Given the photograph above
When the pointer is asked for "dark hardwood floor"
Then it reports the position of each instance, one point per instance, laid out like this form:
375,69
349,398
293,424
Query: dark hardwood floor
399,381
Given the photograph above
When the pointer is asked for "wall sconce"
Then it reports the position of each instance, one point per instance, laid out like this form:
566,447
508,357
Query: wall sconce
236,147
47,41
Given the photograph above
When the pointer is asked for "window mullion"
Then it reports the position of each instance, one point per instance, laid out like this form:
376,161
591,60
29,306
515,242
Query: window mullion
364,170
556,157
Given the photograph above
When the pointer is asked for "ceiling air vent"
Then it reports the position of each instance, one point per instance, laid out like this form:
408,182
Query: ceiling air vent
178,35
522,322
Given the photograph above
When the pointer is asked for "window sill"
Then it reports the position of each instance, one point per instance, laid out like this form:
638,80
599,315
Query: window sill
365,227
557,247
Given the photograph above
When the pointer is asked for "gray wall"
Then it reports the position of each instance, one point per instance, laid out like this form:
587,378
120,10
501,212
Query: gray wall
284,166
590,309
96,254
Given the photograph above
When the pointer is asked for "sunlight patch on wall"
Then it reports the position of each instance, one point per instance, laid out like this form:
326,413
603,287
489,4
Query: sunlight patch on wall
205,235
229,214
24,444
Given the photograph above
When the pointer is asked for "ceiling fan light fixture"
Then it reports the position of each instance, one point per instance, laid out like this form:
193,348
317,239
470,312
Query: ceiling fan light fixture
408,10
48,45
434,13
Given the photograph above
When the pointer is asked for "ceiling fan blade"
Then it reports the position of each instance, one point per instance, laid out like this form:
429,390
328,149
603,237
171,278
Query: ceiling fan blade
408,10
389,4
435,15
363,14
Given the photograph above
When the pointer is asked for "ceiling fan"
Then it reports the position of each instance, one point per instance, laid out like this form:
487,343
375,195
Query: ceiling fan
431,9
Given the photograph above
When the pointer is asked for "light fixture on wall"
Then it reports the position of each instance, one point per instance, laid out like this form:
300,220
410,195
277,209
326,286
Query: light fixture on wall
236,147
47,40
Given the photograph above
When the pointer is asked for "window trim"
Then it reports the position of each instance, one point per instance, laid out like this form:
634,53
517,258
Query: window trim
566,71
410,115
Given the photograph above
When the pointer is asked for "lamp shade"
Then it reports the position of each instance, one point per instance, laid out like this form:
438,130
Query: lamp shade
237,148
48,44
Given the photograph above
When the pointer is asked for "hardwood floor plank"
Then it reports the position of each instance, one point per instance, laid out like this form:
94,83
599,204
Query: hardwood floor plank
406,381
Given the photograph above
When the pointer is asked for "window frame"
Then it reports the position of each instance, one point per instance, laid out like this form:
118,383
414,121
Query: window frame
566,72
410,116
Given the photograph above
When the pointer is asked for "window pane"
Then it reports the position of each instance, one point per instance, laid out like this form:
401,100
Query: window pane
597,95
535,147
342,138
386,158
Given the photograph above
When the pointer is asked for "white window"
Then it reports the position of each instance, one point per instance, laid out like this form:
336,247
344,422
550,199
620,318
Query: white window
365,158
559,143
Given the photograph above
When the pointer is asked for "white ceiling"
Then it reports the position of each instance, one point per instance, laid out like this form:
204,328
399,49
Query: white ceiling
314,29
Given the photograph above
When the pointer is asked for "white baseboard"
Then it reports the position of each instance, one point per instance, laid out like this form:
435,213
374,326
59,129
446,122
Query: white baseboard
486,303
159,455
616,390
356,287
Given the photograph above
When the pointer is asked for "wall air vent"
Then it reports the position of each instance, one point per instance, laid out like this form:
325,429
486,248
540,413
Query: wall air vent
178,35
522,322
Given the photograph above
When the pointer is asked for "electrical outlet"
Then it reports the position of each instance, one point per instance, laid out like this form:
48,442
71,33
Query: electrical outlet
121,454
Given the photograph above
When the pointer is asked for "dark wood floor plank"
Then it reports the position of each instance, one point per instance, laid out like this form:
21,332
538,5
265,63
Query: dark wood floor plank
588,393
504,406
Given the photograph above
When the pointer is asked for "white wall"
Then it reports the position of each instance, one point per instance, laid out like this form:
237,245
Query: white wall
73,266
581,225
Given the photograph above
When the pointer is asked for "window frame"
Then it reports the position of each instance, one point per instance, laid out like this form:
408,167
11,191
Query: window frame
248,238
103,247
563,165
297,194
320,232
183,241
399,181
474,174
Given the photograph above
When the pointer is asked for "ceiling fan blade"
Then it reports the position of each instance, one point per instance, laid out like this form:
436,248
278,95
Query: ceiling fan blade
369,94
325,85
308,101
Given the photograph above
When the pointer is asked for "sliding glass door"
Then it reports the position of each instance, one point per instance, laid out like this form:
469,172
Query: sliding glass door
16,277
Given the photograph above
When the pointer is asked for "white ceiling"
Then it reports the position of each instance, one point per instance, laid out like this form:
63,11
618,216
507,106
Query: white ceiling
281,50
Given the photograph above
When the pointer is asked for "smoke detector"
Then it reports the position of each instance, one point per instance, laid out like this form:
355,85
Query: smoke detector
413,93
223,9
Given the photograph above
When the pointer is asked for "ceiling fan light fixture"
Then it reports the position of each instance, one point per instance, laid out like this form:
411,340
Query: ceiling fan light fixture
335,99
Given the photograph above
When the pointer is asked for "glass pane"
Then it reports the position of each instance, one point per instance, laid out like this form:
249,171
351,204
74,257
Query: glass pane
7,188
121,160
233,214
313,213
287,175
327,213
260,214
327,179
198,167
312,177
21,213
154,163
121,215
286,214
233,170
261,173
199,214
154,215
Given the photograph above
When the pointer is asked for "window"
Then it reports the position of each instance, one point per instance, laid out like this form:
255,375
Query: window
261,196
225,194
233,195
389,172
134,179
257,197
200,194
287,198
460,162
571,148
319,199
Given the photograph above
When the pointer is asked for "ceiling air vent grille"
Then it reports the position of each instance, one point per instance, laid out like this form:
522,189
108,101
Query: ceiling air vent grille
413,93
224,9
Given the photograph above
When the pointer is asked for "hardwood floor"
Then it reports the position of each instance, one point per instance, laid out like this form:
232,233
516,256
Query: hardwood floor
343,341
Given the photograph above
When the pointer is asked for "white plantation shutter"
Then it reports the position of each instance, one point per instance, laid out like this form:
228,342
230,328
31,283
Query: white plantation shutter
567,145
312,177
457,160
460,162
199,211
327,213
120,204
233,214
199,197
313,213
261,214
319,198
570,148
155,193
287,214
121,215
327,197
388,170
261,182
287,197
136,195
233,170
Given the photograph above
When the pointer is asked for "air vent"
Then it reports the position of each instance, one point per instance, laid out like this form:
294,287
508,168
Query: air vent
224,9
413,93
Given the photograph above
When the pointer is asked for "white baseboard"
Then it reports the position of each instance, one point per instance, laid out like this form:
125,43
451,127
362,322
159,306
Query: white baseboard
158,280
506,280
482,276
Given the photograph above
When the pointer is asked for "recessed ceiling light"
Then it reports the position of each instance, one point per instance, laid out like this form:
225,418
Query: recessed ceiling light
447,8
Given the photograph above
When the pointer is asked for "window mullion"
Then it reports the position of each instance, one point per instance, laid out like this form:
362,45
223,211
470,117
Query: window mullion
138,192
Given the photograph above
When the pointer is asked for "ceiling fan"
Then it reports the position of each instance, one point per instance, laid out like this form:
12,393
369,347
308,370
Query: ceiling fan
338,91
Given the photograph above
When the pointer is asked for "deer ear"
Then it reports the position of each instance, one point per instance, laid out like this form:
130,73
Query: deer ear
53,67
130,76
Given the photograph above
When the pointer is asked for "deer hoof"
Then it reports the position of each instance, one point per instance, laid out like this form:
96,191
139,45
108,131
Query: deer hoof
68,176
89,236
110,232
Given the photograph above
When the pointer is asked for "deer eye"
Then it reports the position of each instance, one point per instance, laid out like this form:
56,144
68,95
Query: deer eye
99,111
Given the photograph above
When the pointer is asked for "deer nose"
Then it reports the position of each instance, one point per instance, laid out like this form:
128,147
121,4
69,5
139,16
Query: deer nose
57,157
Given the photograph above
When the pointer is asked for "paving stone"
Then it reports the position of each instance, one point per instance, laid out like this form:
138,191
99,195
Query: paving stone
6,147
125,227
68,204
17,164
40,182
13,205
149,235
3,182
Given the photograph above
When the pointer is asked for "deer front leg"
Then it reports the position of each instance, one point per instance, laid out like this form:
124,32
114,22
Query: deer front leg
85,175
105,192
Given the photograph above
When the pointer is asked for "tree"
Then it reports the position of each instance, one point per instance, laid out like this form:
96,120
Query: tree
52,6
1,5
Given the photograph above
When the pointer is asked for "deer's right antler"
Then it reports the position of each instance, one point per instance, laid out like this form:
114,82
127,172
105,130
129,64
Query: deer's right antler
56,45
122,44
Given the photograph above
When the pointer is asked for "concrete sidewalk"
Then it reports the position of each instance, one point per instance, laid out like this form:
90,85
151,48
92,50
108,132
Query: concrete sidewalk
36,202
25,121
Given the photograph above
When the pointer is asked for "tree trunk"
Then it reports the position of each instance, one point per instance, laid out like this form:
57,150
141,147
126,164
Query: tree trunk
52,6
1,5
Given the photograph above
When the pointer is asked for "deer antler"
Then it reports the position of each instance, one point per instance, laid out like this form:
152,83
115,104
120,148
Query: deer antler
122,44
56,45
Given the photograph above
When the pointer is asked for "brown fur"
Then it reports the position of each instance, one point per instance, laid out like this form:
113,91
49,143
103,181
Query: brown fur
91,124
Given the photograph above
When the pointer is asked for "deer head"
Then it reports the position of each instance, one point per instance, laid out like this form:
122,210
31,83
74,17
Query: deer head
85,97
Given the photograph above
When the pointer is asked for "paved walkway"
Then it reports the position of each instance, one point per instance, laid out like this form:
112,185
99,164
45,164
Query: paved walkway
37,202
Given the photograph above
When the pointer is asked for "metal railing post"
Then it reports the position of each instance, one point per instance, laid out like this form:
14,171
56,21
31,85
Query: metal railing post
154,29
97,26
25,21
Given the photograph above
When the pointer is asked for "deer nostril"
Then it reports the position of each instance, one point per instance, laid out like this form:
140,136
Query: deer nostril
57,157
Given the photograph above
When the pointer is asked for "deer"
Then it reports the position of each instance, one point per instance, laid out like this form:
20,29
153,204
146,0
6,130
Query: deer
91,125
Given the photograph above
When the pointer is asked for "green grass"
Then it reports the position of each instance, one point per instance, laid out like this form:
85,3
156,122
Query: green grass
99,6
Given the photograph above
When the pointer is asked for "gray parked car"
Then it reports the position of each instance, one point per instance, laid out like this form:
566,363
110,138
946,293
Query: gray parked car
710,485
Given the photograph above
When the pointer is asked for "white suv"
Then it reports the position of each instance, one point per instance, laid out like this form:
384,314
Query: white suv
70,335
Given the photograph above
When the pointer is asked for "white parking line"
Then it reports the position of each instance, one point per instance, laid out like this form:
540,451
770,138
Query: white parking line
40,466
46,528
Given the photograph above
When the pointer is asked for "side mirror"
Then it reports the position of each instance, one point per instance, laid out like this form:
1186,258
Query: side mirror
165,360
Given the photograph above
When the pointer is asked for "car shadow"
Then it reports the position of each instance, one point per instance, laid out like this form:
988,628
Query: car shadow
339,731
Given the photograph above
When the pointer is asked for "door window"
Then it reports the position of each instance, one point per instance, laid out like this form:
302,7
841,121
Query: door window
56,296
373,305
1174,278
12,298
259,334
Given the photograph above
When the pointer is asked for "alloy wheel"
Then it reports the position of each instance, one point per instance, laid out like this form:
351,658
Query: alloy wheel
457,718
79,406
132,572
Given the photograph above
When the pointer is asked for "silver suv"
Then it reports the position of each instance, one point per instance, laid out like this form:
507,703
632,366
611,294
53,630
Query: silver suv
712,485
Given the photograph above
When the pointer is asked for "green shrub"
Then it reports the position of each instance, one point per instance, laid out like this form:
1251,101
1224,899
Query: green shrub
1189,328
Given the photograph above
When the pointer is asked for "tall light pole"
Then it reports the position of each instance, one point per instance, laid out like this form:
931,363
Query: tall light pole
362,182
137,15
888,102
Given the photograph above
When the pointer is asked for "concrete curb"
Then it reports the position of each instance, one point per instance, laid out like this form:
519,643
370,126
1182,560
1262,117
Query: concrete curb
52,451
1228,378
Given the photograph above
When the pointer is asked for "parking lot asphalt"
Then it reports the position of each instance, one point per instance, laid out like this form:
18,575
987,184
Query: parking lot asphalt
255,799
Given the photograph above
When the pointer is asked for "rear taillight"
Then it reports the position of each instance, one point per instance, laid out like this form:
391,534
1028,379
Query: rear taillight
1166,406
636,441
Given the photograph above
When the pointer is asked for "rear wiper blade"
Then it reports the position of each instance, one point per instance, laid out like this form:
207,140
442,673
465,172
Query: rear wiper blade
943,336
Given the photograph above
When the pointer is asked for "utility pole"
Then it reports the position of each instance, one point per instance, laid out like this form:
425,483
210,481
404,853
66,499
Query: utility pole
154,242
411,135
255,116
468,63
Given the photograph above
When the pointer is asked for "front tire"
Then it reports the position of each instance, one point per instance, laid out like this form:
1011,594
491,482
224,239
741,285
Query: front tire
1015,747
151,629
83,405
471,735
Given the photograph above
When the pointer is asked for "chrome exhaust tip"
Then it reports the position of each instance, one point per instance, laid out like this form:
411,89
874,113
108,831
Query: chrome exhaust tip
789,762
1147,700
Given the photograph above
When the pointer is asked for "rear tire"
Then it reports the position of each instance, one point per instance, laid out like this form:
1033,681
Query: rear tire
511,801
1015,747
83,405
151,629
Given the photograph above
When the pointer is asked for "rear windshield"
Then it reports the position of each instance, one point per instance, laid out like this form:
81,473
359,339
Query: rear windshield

__Work instructions__
Return all lines in the data that include the word "windshield".

__Finished task__
When the pointer is asked for "rear windshield"
Query: rear windshield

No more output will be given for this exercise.